--- ASSIGNMENT ---
Reproduce all records below exactly.

--- Dataset records ---
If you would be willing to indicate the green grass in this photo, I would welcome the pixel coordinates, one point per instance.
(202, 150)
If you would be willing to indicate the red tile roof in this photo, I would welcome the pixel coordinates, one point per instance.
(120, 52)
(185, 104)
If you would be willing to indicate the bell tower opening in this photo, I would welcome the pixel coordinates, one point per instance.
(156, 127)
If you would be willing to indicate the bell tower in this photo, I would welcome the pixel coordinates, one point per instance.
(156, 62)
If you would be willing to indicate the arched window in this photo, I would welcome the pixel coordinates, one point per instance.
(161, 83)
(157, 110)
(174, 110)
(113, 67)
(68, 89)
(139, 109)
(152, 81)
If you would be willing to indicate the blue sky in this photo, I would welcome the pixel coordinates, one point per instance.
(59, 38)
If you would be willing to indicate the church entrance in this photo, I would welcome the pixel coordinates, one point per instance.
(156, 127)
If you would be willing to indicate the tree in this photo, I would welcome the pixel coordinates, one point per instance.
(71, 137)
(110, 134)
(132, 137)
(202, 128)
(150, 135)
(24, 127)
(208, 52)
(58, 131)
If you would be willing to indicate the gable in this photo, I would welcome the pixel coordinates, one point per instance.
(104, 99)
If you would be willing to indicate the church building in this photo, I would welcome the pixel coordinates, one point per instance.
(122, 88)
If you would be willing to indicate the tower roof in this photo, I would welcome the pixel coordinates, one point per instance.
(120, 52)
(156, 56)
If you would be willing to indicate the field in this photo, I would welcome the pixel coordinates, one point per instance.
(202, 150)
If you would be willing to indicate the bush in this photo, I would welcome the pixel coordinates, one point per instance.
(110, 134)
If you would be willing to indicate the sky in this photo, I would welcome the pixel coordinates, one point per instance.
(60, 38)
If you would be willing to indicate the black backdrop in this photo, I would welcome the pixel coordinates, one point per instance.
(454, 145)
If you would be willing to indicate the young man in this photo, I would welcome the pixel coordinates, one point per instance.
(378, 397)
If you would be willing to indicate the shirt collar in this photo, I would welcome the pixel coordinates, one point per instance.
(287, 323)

--- SOLUTION FOR THIS PROBLEM ---
If you would be willing to indicate the green grass in this photo, I would welcome the pixel coordinates, one point per instance.
(202, 150)
If you would be willing to indicate the red tile roof in this photo, I would welcome the pixel coordinates, one point per instance.
(120, 52)
(185, 104)
If you would be willing to indicate the bell tower opening in this photo, I would welcome the pixel coordinates, one point per instance.
(156, 127)
If you would be willing to indicate the bell tower in this photo, I would welcome the pixel coordinates, one point per instance.
(156, 62)
If you would be willing to indicate the arched window in this photo, I would welcome the pixel coordinates, one point per instance.
(161, 83)
(157, 110)
(174, 110)
(113, 67)
(68, 89)
(139, 109)
(152, 81)
If you would be willing to indicate the blue sky in this photo, I would welcome the pixel coordinates, one point per instance.
(59, 38)
If you would be willing to indicate the church entrance in this photo, I would welcome the pixel coordinates, one point per instance.
(156, 127)
If you would be willing to indicate the tree in this photo, I would welcome the pixel coordinates, one point per instance.
(71, 137)
(110, 134)
(132, 137)
(202, 128)
(150, 135)
(24, 127)
(208, 52)
(58, 131)
If you would be willing to indicate the gable in this photo, I would welcome the pixel coordinates, one point per instance.
(104, 99)
If you would be willing to indicate the church building in this photo, I would welcome the pixel coordinates, one point per instance.
(122, 88)
If you would be willing to indicate the tower roof in this photo, I would welcome the pixel coordinates, one point per instance.
(120, 52)
(156, 56)
If you would be willing to indicate the field in this photo, I would welcome the pixel coordinates, one point per instance.
(202, 150)
If you would be willing to indicate the bush in this photo, I would welcome the pixel coordinates, one point per instance.
(110, 134)
If you would be willing to indicate the sky in this photo, I would welcome the pixel coordinates, one point per instance.
(60, 38)
If you would be willing to indicate the black backdrop in this photo, I would welcome the pixel coordinates, one point per instance.
(454, 145)
If you would be willing to indicate the young man in this photo, I would welcome the pixel coordinates, one point per instance.
(378, 397)
If you would be willing to indicate the shirt collar in this photo, I would welcome the pixel coordinates, one point per instance.
(287, 323)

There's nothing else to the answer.